Pick out every line in the listing that contains the string "shoe", and copy each of those lines.

[THE INPUT]
-*-*-

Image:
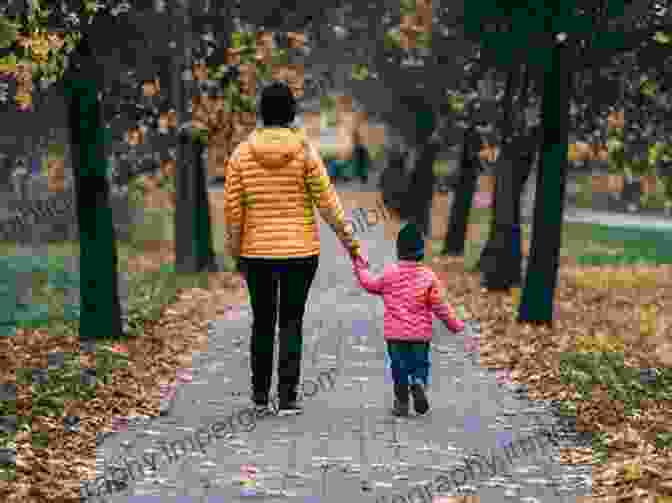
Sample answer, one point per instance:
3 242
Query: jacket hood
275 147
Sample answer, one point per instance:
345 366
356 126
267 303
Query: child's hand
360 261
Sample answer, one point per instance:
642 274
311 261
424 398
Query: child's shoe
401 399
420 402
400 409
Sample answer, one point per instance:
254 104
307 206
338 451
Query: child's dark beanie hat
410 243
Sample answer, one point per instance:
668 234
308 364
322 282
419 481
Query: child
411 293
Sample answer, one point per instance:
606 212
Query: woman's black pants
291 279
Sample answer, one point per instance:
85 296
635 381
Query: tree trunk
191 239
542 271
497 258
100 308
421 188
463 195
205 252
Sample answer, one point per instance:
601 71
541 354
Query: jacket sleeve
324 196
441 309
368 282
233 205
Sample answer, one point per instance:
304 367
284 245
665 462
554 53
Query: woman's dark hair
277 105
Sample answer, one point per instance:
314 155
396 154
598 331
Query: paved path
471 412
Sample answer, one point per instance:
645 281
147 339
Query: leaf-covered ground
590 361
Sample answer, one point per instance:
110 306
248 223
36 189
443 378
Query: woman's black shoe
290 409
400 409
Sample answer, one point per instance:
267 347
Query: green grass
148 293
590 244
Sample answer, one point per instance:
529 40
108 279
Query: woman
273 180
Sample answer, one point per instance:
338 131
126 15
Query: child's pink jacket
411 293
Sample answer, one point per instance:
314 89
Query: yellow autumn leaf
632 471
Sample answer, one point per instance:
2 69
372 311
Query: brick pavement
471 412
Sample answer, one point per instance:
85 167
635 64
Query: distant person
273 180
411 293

-*-*-

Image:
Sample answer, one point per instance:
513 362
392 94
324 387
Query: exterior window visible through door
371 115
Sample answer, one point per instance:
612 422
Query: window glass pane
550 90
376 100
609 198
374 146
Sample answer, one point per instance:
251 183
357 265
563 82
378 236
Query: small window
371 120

-*-*-

[RESPONSE]
Query: child's shoe
Query: woman's black shoe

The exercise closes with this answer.